▸ PROVIDED TEXT
The Ivors Academy (formerly the British Academy of Songwriters, Composers, and Authors – BASCA) is one of the largest professional associations for music writers in Europe. The academy exists to support, protect, and campaign for the interests of songwriters, lyricists, and composers. It represents music writers of all genres and has approximately 2000 members.

History
The Composers Guild of Great Britain was founded in 1944 to represent classical music composers, with Ralph Vaughan Williams elected as its first president. The Songwriters' Guild of Great Britain, later known as The British Academy of Songwriters, Composers and Authors was founded in 1947 by Ivor Novello, Sir Alan Herbert, Eric Coates, Haydn Wood, Richard Addinsell, among others for the encouragement and protection of British popular music, with Eric Maschwitz acting as the first Vice Chair, and Chairman in 1948, and again between 1954 and 1958. The Association of Professional Composers was founded in 1976 by George Fenton to represent composers of film and TV music. In 1958 the Composers' Guild of Great Britain began publishing the journal Composer, and also published a number of catalogues of available works. In 1967 the organisation, under the direction of Ruth Gipps, established the British Music Information Centre.

▸ SET TASK A
Reproduce the part of the Ivors Academy text starting at "The Ivors Academy" and ending at "approximately 2000 members.".
▸ SET TASK B
Answer these questions from the Ivors Academy text, one answer per line:
(i) Approximately how many members does the academy have?
(ii) In what year was the Composers Guild of Great Britain founded?
(iii) Who founded the Association of Professional Composers?
▸ SET TASK C
For each statement, say yes or no according to the Ivors Academy text, and quote the words that settle it:
(i) The Ivors Academy was formerly known as BASCA.
(ii) The Association of Professional Composers was founded to represent classical music composers.
(iii) The Composers' Guild of Great Britain began publishing the journal Composer in 1958.
The records are separate material with no connection to the Ivors Academy text.

Source records:
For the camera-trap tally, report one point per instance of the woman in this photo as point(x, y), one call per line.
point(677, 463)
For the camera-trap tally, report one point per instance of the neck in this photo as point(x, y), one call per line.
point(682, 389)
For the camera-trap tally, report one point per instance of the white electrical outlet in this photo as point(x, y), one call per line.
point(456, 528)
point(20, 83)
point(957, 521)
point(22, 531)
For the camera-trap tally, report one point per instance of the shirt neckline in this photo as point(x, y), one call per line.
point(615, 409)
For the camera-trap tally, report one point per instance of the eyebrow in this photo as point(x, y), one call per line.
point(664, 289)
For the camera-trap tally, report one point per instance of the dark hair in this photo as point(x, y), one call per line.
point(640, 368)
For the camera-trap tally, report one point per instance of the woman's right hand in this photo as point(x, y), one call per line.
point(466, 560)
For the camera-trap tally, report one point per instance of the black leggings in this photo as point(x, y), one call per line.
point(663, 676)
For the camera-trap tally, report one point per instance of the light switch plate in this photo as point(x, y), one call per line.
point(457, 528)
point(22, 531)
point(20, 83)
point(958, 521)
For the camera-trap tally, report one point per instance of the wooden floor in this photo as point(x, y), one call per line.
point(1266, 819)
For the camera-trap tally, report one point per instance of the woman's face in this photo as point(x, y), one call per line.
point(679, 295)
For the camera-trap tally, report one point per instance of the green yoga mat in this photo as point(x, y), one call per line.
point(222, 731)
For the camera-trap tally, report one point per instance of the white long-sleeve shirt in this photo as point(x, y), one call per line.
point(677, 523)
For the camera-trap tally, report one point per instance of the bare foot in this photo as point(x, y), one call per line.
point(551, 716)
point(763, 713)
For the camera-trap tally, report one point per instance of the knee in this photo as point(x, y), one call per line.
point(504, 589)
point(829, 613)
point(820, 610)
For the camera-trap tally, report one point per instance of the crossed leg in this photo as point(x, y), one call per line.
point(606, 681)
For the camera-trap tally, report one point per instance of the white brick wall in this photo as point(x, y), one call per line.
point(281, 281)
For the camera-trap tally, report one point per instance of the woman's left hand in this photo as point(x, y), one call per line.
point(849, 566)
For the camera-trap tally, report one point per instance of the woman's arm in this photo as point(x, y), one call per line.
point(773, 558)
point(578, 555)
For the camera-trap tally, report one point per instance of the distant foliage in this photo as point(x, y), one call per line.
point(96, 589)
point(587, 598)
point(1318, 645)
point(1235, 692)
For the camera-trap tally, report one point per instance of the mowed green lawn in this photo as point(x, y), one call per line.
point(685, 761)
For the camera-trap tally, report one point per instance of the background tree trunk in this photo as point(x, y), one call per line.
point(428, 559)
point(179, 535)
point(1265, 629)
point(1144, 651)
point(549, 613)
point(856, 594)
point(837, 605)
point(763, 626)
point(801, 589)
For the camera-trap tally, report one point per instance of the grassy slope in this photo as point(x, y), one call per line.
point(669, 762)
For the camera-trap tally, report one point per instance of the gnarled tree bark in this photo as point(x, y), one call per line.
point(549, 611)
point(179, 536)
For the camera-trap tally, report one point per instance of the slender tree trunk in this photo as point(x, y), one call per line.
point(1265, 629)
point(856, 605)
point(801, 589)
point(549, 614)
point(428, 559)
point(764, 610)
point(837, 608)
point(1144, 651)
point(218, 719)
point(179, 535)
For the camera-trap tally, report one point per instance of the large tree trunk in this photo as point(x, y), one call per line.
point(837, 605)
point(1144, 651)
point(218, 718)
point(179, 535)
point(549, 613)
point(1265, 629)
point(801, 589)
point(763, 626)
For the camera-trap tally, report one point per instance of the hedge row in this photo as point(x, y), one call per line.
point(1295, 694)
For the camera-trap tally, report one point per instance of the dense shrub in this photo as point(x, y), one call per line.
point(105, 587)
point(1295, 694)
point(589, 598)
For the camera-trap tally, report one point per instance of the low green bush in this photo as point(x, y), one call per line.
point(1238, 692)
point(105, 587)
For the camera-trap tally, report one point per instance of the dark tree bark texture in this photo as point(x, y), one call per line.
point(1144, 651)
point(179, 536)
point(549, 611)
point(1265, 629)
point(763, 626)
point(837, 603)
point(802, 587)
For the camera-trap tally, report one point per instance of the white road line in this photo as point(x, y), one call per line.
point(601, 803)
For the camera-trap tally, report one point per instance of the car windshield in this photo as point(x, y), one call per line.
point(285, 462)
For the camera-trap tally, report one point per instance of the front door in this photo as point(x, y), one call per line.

▸ WRITTEN REPLY A
The Ivors Academy (formerly the British Academy of Songwriters, Composers, and Authors – BASCA) is one of the largest professional associations for music writers in Europe. The academy exists to support, protect, and campaign for the interests of songwriters, lyricists, and composers. It represents music writers of all genres and has approximately 2000 members.

▸ WRITTEN REPLY B
(i) Approximately 2000.
(ii) 1944.
(iii) George Fenton.

▸ WRITTEN REPLY C
(i) Yes: "formerly the British Academy of Songwriters, Composers, and Authors – BASCA"
(ii) No: "founded in 1976 by George Fenton to represent composers of film and TV music"
(iii) Yes: "In 1958 the Composers' Guild of Great Britain began publishing the journal Composer"